Rewrite every row below, changing each "marker" to "pin" and keeping everything else the same.

--- Begin MATERIAL FOR THE TASK ---

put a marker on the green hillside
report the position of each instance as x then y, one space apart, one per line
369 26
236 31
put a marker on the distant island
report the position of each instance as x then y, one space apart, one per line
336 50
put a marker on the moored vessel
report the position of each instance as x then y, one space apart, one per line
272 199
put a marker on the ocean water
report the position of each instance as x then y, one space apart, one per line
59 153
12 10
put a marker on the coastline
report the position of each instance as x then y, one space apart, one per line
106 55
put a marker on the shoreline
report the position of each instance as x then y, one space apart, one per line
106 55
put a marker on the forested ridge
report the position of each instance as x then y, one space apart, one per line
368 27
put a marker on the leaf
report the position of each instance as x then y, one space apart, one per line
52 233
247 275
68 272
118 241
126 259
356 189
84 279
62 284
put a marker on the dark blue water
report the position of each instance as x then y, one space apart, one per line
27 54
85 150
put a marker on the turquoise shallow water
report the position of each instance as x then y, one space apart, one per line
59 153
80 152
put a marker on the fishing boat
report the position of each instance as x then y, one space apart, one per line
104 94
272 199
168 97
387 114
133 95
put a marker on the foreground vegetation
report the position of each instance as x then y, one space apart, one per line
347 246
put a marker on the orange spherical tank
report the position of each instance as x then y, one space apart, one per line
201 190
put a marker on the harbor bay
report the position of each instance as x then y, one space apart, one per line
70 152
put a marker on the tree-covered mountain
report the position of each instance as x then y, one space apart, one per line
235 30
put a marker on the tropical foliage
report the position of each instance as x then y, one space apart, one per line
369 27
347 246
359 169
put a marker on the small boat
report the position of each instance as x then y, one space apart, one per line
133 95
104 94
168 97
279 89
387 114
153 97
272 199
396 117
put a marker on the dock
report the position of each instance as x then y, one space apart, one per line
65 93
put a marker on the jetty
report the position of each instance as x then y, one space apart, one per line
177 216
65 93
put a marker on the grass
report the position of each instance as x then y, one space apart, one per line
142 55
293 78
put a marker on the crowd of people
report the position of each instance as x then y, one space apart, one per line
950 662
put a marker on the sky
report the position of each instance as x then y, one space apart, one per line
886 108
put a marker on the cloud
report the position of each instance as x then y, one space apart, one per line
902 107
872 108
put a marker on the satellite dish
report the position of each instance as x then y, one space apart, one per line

--- End MATERIAL FOR THE TASK ---

• OUTPUT OF THE TASK
put a pin on the green hillside
report the position of each instance as x then y, one space apart, one per line
369 26
236 31
put a pin on the distant island
report the position of each instance as x then y, one space apart, one per line
336 50
put a pin on the moored vessel
report the position of each instance as x then y, one space apart, one per line
272 199
put a pin on the ocean water
report the position of each instance as x then y, one space apart, one per line
59 153
12 10
put a pin on the coastline
report the position of each instance as x then y, one space apart, one per line
106 55
put a pin on the shoreline
report the position of each instance as x then y, one space apart, one per line
106 55
put a pin on the forested ridge
report the position of each instance as x then y, one space apart, one per line
368 27
put a pin on the leaf
report the position of each instance as x then y, one space apart, one per line
52 233
247 275
68 272
118 241
126 259
356 189
84 279
62 284
put a pin on the dark blue water
report the position of each instance as x then y, one space apart, one per line
27 54
85 150
put a pin on the turquoise shallow water
report the position of each instance as x then y, one space apart, one per line
59 153
80 152
put a pin on the fishing boat
report the position of each instance as x then y, one space apart, one per line
104 94
272 199
168 97
387 114
133 95
put a pin on the foreground vegetation
report the position of each instance as x then y, one space apart, one per line
347 246
put a pin on the orange spherical tank
report the position of each instance as x then y, one space apart, one per line
201 190
put a pin on the harbor bay
report the position of each instance as x then y, one space apart, one per line
70 152
put a pin on the tree-covered mountain
report the position of each instance as x then y, one space apart, one per line
235 30
put a pin on the tropical foliage
report the position of each instance as x then y, one space apart, one per line
369 27
347 246
359 169
put a pin on the small boat
report the position of each instance as x then y, one space apart, one per line
133 95
104 94
168 97
279 89
387 114
153 97
272 199
396 117
put a pin on the dock
report the position of each instance as x then y, one space apart, one per line
65 93
put a pin on the jetty
report the position of each instance as x then y, one space apart, one per line
177 216
65 93
put a pin on the grass
report the position of each instance as x then y, one space apart, one per line
142 55
293 78
put a pin on the crowd of people
report the position of each instance as x then y, one space apart, one per line
950 662
put a pin on the sky
report the position of each instance as x then y, one space apart, one per line
886 108
put a pin on the cloud
report the position of each instance as x then y, one space apart, one per line
902 107
872 108
put a pin on the satellite dish
report the position of each instance as x then y, one space apart, one per line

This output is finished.